** Start of Exercise material **

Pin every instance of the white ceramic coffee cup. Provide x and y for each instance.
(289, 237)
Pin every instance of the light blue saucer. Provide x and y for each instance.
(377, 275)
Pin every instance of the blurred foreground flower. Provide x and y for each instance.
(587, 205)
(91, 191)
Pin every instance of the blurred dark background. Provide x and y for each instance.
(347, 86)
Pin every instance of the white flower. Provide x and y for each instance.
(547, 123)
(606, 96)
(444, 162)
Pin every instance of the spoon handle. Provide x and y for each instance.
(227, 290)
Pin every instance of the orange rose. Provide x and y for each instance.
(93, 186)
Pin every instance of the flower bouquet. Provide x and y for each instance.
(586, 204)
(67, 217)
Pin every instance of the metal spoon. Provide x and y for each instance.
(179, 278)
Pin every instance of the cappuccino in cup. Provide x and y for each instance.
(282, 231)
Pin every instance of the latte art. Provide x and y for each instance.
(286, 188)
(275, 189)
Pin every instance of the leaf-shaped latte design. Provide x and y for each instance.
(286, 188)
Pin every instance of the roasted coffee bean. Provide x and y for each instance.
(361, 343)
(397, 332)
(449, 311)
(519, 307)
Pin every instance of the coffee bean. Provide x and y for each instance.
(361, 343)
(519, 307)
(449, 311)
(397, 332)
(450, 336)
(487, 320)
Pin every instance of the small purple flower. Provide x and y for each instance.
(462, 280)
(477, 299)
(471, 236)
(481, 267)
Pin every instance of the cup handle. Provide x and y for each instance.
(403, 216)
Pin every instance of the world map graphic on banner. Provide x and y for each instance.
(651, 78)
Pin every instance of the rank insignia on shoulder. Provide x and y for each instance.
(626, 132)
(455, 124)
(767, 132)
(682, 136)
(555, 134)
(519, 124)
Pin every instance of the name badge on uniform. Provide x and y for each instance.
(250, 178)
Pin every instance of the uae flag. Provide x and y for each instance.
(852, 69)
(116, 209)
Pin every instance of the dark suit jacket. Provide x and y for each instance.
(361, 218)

** End of Exercise material **
** Start of Exercise material **

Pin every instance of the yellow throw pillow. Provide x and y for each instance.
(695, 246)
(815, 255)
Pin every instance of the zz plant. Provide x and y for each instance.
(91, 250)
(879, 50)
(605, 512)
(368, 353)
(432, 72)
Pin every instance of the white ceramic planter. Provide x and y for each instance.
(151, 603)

** End of Exercise material **
** Start of Exercise material **

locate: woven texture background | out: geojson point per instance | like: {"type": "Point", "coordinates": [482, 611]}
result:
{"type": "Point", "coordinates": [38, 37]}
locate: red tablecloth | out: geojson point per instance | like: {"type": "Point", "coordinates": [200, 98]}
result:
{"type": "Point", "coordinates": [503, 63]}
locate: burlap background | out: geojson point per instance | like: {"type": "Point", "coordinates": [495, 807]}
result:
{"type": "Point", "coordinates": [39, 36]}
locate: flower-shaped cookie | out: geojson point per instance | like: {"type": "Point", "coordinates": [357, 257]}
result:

** End of Exercise material **

| Required work |
Copy out every line in the records above that contains the word "flower", keeping the lines in their original order.

| In response |
Pin every instance of the blurred foreground flower. Provide x and y for each instance.
Pin every instance of the white flower. Provide x and y for each instance.
Pin every instance of the flower bouquet. Provide x and y for each instance.
Pin every instance of the small purple flower. Provide x and y for each instance.
locate: flower-shaped cookie | out: geojson point per instance | like: {"type": "Point", "coordinates": [357, 257]}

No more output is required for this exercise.